• [BRIEF]:
Reproduce every one of the records below character for character, but leave the pictures out of your answer.

• [DATA RECORDS]:
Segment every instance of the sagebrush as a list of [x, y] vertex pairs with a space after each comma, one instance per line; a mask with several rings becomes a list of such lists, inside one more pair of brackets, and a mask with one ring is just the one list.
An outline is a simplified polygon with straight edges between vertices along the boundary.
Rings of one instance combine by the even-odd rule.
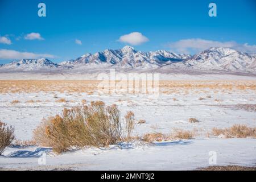
[[14, 139], [14, 128], [0, 121], [0, 155]]
[[102, 101], [89, 105], [65, 109], [61, 115], [49, 117], [35, 130], [34, 139], [43, 146], [52, 147], [60, 153], [73, 146], [107, 147], [118, 141], [129, 141], [134, 127], [134, 114], [125, 117], [126, 130], [115, 105], [106, 106]]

• [SOLVED EXERCISE]:
Segment every instance of the sagebrush as a list of [x, y] vertex pairs with a space after each comma, one instance per line; a mask with several rings becomes a list of such lists, inside one more pair of brackets, and a mask with one ring is just the one list.
An outline is a simplified polygon with straight edges between vertices along the boundary.
Rings of one instance combine by the even-odd rule.
[[14, 139], [14, 128], [0, 121], [0, 155]]
[[102, 101], [89, 105], [65, 109], [61, 115], [49, 117], [35, 130], [34, 139], [43, 146], [52, 147], [60, 153], [73, 146], [107, 147], [118, 141], [129, 141], [134, 127], [134, 114], [125, 117], [126, 130], [115, 105], [106, 106]]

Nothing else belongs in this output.